* **Goal**:
Reproduce the material below word for word, with every line unchanged.
Start Data for the task
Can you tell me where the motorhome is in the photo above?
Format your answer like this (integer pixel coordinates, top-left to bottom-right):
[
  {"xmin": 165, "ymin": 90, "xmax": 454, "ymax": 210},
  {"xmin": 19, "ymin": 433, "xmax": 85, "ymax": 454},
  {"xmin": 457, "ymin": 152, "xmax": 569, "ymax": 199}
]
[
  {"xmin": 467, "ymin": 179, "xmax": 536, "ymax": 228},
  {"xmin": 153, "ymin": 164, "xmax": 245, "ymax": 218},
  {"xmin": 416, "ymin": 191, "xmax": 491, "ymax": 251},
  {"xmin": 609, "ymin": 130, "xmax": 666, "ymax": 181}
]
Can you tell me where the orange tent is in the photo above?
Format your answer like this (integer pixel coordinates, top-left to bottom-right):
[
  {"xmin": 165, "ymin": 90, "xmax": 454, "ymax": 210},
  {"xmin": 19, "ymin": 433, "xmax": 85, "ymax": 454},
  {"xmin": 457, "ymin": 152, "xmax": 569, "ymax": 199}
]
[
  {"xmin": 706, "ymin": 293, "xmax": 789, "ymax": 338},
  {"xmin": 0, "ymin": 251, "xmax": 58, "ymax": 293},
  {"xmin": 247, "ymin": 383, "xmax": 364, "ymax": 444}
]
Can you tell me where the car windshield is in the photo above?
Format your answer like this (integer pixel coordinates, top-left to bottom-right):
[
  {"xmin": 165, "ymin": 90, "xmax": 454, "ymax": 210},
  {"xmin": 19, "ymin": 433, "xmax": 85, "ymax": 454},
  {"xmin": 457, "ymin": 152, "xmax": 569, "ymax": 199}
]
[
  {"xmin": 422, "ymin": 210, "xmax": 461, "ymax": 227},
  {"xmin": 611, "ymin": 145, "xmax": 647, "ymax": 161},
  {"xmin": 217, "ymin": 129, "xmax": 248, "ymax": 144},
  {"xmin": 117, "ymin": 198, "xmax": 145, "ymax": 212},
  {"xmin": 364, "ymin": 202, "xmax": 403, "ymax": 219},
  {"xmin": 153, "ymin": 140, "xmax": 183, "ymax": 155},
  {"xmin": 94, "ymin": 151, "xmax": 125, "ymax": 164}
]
End Data for the task
* **Solution for this task**:
Can you tell me where the motorhome is in the photo above?
Format your answer like this (integer pixel coordinates, top-left to bottom-right):
[
  {"xmin": 165, "ymin": 90, "xmax": 454, "ymax": 210},
  {"xmin": 19, "ymin": 433, "xmax": 85, "ymax": 454},
  {"xmin": 457, "ymin": 152, "xmax": 569, "ymax": 199}
]
[
  {"xmin": 467, "ymin": 179, "xmax": 536, "ymax": 228},
  {"xmin": 153, "ymin": 164, "xmax": 245, "ymax": 218},
  {"xmin": 416, "ymin": 191, "xmax": 491, "ymax": 251},
  {"xmin": 609, "ymin": 130, "xmax": 666, "ymax": 181}
]
Can you tell me where the orange tent is in the photo above?
Format your answer like this (integer pixel coordinates, top-left to bottom-right):
[
  {"xmin": 165, "ymin": 90, "xmax": 454, "ymax": 210},
  {"xmin": 19, "ymin": 433, "xmax": 85, "ymax": 454},
  {"xmin": 457, "ymin": 152, "xmax": 569, "ymax": 199}
]
[
  {"xmin": 706, "ymin": 293, "xmax": 789, "ymax": 338},
  {"xmin": 0, "ymin": 251, "xmax": 58, "ymax": 293},
  {"xmin": 247, "ymin": 383, "xmax": 364, "ymax": 444}
]
Can you tell me where the car windshield is in the photo above?
Format your answer like this (integer pixel coordinates, top-left to bottom-right):
[
  {"xmin": 165, "ymin": 90, "xmax": 454, "ymax": 210},
  {"xmin": 19, "ymin": 433, "xmax": 85, "ymax": 454},
  {"xmin": 457, "ymin": 152, "xmax": 569, "ymax": 199}
]
[
  {"xmin": 422, "ymin": 210, "xmax": 461, "ymax": 227},
  {"xmin": 611, "ymin": 145, "xmax": 647, "ymax": 161},
  {"xmin": 217, "ymin": 129, "xmax": 248, "ymax": 144},
  {"xmin": 117, "ymin": 198, "xmax": 145, "ymax": 212},
  {"xmin": 364, "ymin": 202, "xmax": 403, "ymax": 219},
  {"xmin": 153, "ymin": 140, "xmax": 183, "ymax": 155},
  {"xmin": 94, "ymin": 151, "xmax": 125, "ymax": 164}
]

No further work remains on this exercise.